Decide whether each of these statements agrees with the Formats Unpacked post on escape rooms, answering yes or no and quoting the deciding words of the post: (a) Robyn Collinge is contributing to Formats Unpacked for the first time; (b) escape rooms were introduced in the 2010s; (c) the Escape Room is the first role-playing game featured in Formats Unpacked.
===== Document passage =====
- Formats Unpacked
- Posts
- Formats Unpacked - The Escape Room
Formats Unpacked - The Escape Room
A format that helps you discover how others cope with stress
Hi All,
In our Storythings newsletter, we frequently feature events and happenings our readers are launching or taking part in. It’s not something I’ve encouraged here but really should. Are you launching a new format that you’d like our audience to know about. Or do you have an existing one that needs more eyeballs? Tell me about it and if I think it’s right for our audience I’ll give it a mention.
It’s always a delight when we have a Formats Unpacked first. Today we have our first role-playing game in the shape of the Escape Room.
Doing the unpacking is second-time contributor Robyn Collinge who previously wrote about the magic of CBeebies Bedtime Stories. I often find myself referring to it in format development workshops we run for clients. It’s a classic with a really smart insight!
Robyn is a brilliant copywriter and creative thinker for WeTransfer. She also has a great newsletter about forgotten ideas, which is a really smart format in itself.
Over to Robyn…
What’s it called?
The Escape Room.
What’s the format?
Have you ever been locked inside a room with a bunch of strangers, given a wildly unrealistic timeline to solve a murder case or uncover an ancient stolen relic, all the while trying to crack a series of codes which will ultimately lead to your escape?
Yes? Chances are you’ve been in an escape room. (Either that or you should seriously consider writing an autobiography.)
Using a combination of puzzles, riddles, and clues, escape rooms are an immersive gaming experience where a group of people are “trapped” inside a room (often under the guise of team building) and given one clear instruction. Escape.
Format-wise, they’re a natural evolution from things like geocaching, LARPing (live action role play), and immersive video games. And their introduction, and subsequent instant success, in the 2010s seemed to reflect a cultural shift for valuing experiences over the material.
But paying to be locked up in a dark, dingy room isn’t just about the experience itself. It’s also an opportunity to escape the real world—a moment to connect and interact with people, and to be fully present in a space without smartphones or social media. It’s the goldilocks amount of excitement, adrenaline, and pressure combined with the underlying reassurance that it’s all just a game. That even in the worst-case scenario, everything will (probably) be okay.
What’s the magic that makes it special?
As with many formats, the magic that makes escape rooms so special is the storytelling that goes into them.
Each escape room usually has its own narrative world and players are fully immersed from the initial briefing—often done by some form of eccentric gamesmaster—up until they (hopefully) leave the room and return to the real world. Whether it’s untying knots, deciphering codes, or clambering into small spaces, each task the players are faced with tends to contribute to the overall canon, with themes varying from trivial Sherlock-esque mysteries to gruesome serial killers. In fact, just a quick Google search and I can find escape rooms based on prison escapes, runaway trains, haunted forests (no thank you), and even conspiracy theories.
But mostly, escape rooms are an opportunity to find out people’s true colours. To find out just how well your colleagues/pals/people-you-literally-just-met-on-Simon’s-stag-do cope under stress.
===== Dataset excerpt =====
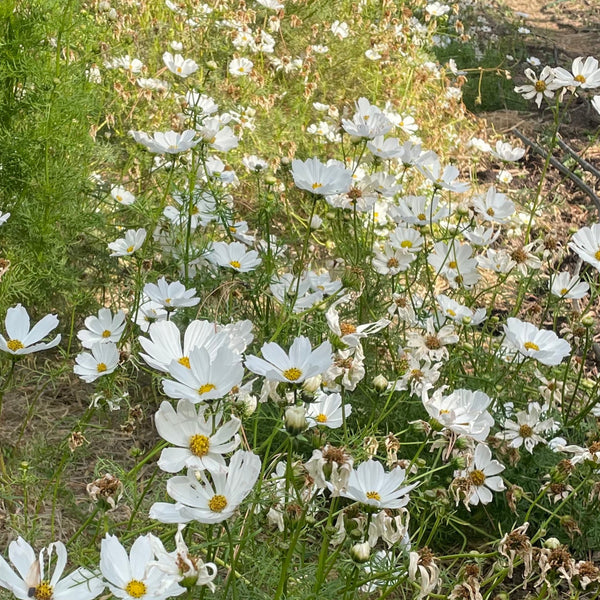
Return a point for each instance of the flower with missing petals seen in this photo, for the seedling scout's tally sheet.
(21, 337)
=====
**Solution below**
(a) No: "second-time contributor Robyn Collinge"
(b) Yes: "their introduction, and subsequent instant success, in the 2010s"
(c) Yes: "Today we have our first role-playing game in the shape of the Escape Room."